• Task statement:
Lay out every line of the data below as a numbered list, skipping any blank lines.

• Material for this task:
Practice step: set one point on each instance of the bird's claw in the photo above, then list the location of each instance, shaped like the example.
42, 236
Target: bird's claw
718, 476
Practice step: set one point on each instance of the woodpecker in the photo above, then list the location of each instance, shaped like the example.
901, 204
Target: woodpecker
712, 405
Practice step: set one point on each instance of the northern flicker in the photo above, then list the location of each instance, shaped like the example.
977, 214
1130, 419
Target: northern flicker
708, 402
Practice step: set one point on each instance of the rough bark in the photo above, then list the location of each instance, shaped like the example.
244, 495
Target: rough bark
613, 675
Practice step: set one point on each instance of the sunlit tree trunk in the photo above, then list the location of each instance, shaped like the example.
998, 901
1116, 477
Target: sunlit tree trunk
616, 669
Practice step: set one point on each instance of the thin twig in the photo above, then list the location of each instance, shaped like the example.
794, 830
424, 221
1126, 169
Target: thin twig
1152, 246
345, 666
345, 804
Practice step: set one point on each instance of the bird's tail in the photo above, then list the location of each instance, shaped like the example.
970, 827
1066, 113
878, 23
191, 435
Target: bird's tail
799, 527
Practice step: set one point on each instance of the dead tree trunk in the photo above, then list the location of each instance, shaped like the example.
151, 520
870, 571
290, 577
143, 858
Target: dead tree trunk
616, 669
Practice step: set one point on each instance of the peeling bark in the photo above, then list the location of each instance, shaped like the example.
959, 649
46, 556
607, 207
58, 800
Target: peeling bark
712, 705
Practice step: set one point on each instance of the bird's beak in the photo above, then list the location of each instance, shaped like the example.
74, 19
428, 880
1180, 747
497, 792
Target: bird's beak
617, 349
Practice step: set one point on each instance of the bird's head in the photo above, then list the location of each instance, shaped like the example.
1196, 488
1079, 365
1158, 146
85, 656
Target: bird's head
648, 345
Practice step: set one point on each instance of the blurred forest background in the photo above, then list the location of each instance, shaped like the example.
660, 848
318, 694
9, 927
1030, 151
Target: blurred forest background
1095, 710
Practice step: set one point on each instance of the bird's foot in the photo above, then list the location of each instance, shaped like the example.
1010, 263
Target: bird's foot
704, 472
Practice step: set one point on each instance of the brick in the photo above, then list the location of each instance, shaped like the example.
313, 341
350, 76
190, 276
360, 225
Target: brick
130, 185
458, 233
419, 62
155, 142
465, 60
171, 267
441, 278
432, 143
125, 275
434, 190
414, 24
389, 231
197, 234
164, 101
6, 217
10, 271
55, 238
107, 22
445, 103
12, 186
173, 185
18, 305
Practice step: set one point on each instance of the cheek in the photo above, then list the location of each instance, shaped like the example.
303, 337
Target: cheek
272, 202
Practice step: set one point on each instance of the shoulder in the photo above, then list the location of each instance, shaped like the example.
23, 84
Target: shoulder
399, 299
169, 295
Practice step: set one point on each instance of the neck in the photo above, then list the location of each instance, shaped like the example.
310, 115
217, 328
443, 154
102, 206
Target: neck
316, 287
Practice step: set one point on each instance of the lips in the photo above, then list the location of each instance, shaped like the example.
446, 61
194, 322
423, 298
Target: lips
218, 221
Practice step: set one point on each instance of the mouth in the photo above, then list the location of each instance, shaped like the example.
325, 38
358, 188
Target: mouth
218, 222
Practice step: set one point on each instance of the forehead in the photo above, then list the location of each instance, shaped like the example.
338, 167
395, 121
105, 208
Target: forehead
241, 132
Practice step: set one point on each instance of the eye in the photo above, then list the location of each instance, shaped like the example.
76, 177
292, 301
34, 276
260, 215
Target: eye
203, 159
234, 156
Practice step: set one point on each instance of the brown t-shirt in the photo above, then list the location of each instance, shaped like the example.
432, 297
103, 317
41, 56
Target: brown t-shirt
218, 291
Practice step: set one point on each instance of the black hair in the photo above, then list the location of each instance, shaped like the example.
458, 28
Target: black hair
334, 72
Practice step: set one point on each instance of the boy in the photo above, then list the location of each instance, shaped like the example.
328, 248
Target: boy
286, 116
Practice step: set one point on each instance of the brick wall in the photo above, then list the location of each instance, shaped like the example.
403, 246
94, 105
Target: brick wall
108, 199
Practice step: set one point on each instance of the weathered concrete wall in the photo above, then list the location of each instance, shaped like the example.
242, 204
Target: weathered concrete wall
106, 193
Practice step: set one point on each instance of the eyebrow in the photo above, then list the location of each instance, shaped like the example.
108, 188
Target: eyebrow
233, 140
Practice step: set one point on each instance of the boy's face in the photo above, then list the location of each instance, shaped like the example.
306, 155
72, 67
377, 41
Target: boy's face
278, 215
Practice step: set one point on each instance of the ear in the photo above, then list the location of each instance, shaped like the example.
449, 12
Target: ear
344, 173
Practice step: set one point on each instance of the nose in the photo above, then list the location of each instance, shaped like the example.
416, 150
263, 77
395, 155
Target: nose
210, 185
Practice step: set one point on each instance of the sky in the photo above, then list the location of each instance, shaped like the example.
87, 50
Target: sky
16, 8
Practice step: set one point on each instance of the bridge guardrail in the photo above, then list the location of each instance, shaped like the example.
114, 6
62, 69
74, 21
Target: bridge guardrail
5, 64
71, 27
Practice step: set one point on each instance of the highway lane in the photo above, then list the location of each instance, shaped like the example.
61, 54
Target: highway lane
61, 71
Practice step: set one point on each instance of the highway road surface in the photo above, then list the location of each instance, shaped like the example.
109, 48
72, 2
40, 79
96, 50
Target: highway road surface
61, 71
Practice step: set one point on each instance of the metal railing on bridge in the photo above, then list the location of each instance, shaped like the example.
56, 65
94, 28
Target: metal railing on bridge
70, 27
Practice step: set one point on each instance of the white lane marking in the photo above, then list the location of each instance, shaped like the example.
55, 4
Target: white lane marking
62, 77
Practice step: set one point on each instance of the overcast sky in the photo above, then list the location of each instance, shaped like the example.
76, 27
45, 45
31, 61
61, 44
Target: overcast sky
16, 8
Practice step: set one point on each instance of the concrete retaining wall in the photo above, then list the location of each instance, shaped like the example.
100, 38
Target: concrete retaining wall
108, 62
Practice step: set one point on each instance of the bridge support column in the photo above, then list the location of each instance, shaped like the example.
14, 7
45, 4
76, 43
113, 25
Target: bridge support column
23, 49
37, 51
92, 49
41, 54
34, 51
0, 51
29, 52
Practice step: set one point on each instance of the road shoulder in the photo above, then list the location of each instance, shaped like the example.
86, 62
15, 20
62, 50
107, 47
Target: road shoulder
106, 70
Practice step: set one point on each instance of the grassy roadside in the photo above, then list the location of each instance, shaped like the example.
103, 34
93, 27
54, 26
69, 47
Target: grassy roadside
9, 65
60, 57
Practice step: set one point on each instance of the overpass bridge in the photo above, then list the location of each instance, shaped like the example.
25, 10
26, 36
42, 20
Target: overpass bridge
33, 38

• Finished exercise:
1. Practice step: set one point on each instance of the bird's claw in the photo above, then list the location of each instance, shaped like the example.
2. 42, 236
3. Target: bird's claw
4. 718, 476
5. Practice step: set one point on each instance of the woodpecker in the photo above, then list the location of each instance, shaped like the example.
6. 901, 204
7. Target: woodpecker
8. 712, 405
9. Practice step: set one point on each instance of the northern flicker in the photo above, then list the location of each instance, shaped like the example.
10. 977, 214
11. 1130, 419
12. Target: northern flicker
13. 708, 402
14. Practice step: set one point on each instance of the rough bark in the photo above, then list the location of each instance, shaped like the example.
15. 244, 495
16. Target: rough bark
17. 613, 675
18. Practice step: set one point on each instance of the sunlit tree trunk in the photo above, then list the location of each instance, shaped like the example.
19. 998, 901
20. 1116, 477
21. Target: sunlit tree trunk
22. 616, 669
23. Practice step: set one point on each instance of the thin twig in the photo above, then list the location of each instance, shaped like the example.
24. 794, 830
25. 424, 221
26. 1126, 169
27. Target: thin twig
28. 1152, 246
29. 345, 666
30. 345, 804
31. Practice step: set one point on each instance of the bird's tail in the photo above, then list the location of each instance, shaped like the example.
32. 970, 827
33. 1066, 113
34. 878, 23
35. 191, 435
36. Target: bird's tail
37. 799, 527
38. Practice step: set one point on each instance of the dead tree trunk in the photo above, then list the location of each instance, shaped like the example.
39. 151, 520
40. 870, 571
41. 290, 577
42. 143, 858
43. Target: dead tree trunk
44. 616, 669
45. Practice step: set one point on each instance of the peeling bark in the photo above, then list the location of each instance, shaped like the example.
46. 959, 649
47. 46, 556
48. 607, 207
49. 58, 800
50. Target: peeling bark
51. 712, 705
52. Practice step: set one point on each instance of the bird's beak in the photo above, then list the location of each instance, shaped like the example.
53. 74, 19
54. 428, 880
55. 1180, 747
56. 497, 792
57. Target: bird's beak
58. 617, 349
59. Practice step: set one point on each instance of the bird's head in the photo above, then list the location of each instance, shaped like the example.
60. 1196, 488
61. 1079, 365
62. 1158, 146
63. 85, 656
64. Target: bird's head
65. 648, 345
66. Practice step: set one point on each instance of the blurred forest background in the photo above, then list the location of each instance, shaped like the example.
67. 660, 848
68. 318, 694
69. 9, 927
70. 1030, 151
71. Target: blurred forest background
72. 1095, 710
73. Practice step: set one point on each instance of the bird's foot in the photo above, then list the location of each instance, shaped like the example.
74. 1010, 263
75. Target: bird's foot
76. 704, 472
77. Practice step: set one point on each instance of the brick in the photo above, then list the location of each instance, shaped like the example.
78. 313, 341
79. 350, 76
80. 190, 276
81. 360, 225
82. Target: brick
83. 130, 185
84. 458, 233
85. 419, 62
86. 155, 142
87. 465, 60
88. 171, 267
89. 441, 278
90. 432, 143
91. 125, 275
92. 434, 190
93. 414, 24
94. 389, 231
95. 197, 234
96. 164, 101
97. 6, 217
98. 10, 271
99. 55, 238
100. 107, 22
101. 445, 103
102. 12, 186
103. 173, 185
104. 18, 305
105. Practice step: set one point on each instance of the cheek in the photo above, then list the location of each instance, shaped like the example.
106. 303, 337
107. Target: cheek
108. 272, 202
109. Practice step: set one point on each instance of the shoulder in the photo above, then list the location of each instance, shaped like the example.
110. 23, 84
111. Target: shoulder
112. 399, 299
113. 169, 295
114. Practice step: set one point on each instance of the neck in the photo above, then list the location of each instance, shaped like the example.
115. 310, 115
116. 217, 328
117. 443, 154
118. 102, 206
119. Target: neck
120. 316, 287
121. Practice step: set one point on each instance of the lips in the photo above, then list the location of each instance, shaped like the example.
122. 446, 61
123. 194, 322
124. 423, 298
125. Target: lips
126. 218, 221
127. Practice step: set one point on each instance of the mouth in the photo above, then list the location of each instance, shaped like the example.
128. 325, 38
129. 358, 188
130. Target: mouth
131. 218, 222
132. Practice step: set one point on each instance of the forehead in the photo above, then list the location of each instance, shaped like the example.
133. 338, 167
134. 395, 121
135. 105, 208
136. Target: forehead
137. 241, 132
138. Practice step: set one point on each instance of the eye in the photo above, then list the location of each instance, shaped like the example.
139. 76, 177
140. 292, 301
141. 34, 276
142. 260, 215
143. Target: eye
144. 203, 159
145. 234, 156
146. Practice step: set one point on each instance of the brown t-shirt in the photo above, then list the location of each instance, shaped like the example.
147. 432, 297
148. 103, 317
149. 41, 56
150. Target: brown t-shirt
151. 218, 291
152. Practice step: set one point on each instance of the black hair in the photo above, then list the location of each instance, shaped like the example.
153. 458, 28
154. Target: black hair
155. 334, 72
156. Practice step: set one point on each instance of the boy in the photo above, then list the location of each instance, shaped like the example.
157. 328, 248
158. Target: boy
159. 286, 116
160. Practice step: set one point on each instance of the brick wall in the photo above, then list the location of each instance, shaped like the example.
161. 403, 246
162. 94, 105
163. Target: brick wall
164. 108, 199
165. Practice step: set one point on each instance of the weathered concrete wall in the photo above, then list the location of each instance, shaped like the example.
166. 242, 204
167. Target: weathered concrete wall
168. 106, 193
169. Practice step: set one point on each instance of the eyebrow in the photo above, then list the location of each instance, shaped like the example.
170. 108, 188
171. Target: eyebrow
172. 233, 140
173. Practice step: set one point on each instance of the boy's face in the photo above, then list the location of each instance, shaped like the example.
174. 306, 155
175. 72, 67
176. 377, 41
177. Target: boy's face
178. 278, 215
179. Practice step: set one point on each instance of the ear in the photo above, then list the location of each instance, shaped like the example.
180. 449, 12
181. Target: ear
182. 344, 173
183. Practice step: set one point on each instance of the nose in the photo above, then list the location of each instance, shaped like the example.
184. 416, 150
185. 263, 77
186. 395, 155
187. Target: nose
188. 210, 185
189. Practice step: set one point on each instance of the sky in the photo above, then list the location of each instance, shaped like the example.
190. 87, 50
191. Target: sky
192. 16, 8
193. Practice step: set one point on each instance of the bridge guardrail in the photo above, then list the location of each instance, shaped like the example.
194. 114, 6
195. 62, 69
196. 74, 21
197. Target: bridge guardrail
198. 5, 64
199. 71, 27
200. Practice step: set one point on each instance of the highway lane in the photo above, then list the location of each instance, shaped like the example.
201. 61, 54
202. Target: highway lane
203. 61, 71
204. Practice step: set one point on each instance of the highway road surface in the photo above, then list the location of each instance, shaped like the example.
205. 109, 48
206. 72, 2
207. 40, 79
208. 96, 50
209. Target: highway road surface
210. 61, 71
211. Practice step: set one point on each instance of the metal railing on bridge in the photo above, then list the location of each instance, shaped like the example.
212. 56, 65
213. 94, 28
214. Target: metal railing on bridge
215. 70, 27
216. Practice step: set one point on each instance of the white lane marking in the photo above, then list the location of each instance, shaped like the example.
217. 55, 4
218. Target: white lane marking
219. 62, 77
220. Practice step: set one point on each instance of the overcast sky in the photo above, then list the location of each instance, shaped like the example.
221. 76, 27
222. 45, 45
223. 31, 61
224. 61, 44
225. Target: overcast sky
226. 16, 8
227. Practice step: set one point on each instance of the concrete retaining wall in the photo above, then list the location of each instance, shaped like the example.
228. 100, 38
229. Target: concrete retaining wall
230. 108, 62
231. Practice step: set one point on each instance of the bridge support column in the photo above, then list the location of each instance, shaped like the example.
232. 14, 7
233. 45, 4
234. 76, 43
235. 113, 25
236. Target: bridge support column
237. 23, 49
238. 37, 51
239. 92, 49
240. 41, 54
241. 34, 51
242. 0, 51
243. 29, 52
244. Practice step: set one point on each instance of the road shoulder in the photo above, then list the location of each instance, shaped like the example.
245. 86, 62
246. 15, 20
247. 62, 50
248. 107, 47
249. Target: road shoulder
250. 106, 70
251. Practice step: set one point on each instance of the grassy roadside in the photo above, then list the location of each instance, shaped like the example.
252. 103, 34
253. 93, 27
254. 54, 26
255. 69, 47
256. Target: grassy roadside
257. 9, 65
258. 60, 57
259. Practice step: set one point on each instance of the overpass bridge in the photo above, then list the location of each instance, shaped like the example.
260. 25, 10
261. 26, 36
262. 42, 20
263. Target: overpass bridge
264. 33, 38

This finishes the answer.